BEGIN

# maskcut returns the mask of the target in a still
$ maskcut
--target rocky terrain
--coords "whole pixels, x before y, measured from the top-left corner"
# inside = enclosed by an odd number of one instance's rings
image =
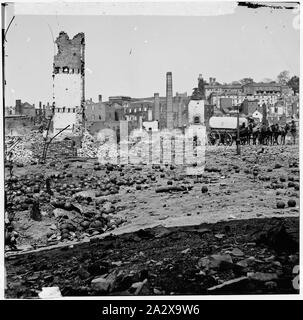
[[[17,253],[6,248],[7,296],[55,285],[62,295],[293,293],[298,158],[297,145],[243,146],[241,156],[208,147],[196,177],[68,156],[6,168],[18,234]],[[261,241],[262,230],[289,248]]]
[[[6,259],[8,298],[295,294],[298,218],[162,226]]]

END

Work required -> The answer must restate each entry word for word and contain no images.

Exercise output ->
# maskcut returns the mask of the target in a still
$ maskcut
--target rocky terrain
--coords "whole pixels, x before y, measured from the top-left corner"
# inside = enclosed by an odd number of one instance's rings
image =
[[[17,253],[6,248],[7,296],[55,285],[62,295],[293,293],[298,158],[297,145],[243,146],[241,156],[208,147],[196,177],[68,156],[6,168],[18,234]],[[261,241],[262,230],[289,248]]]
[[[6,259],[8,298],[295,294],[298,218],[162,226]]]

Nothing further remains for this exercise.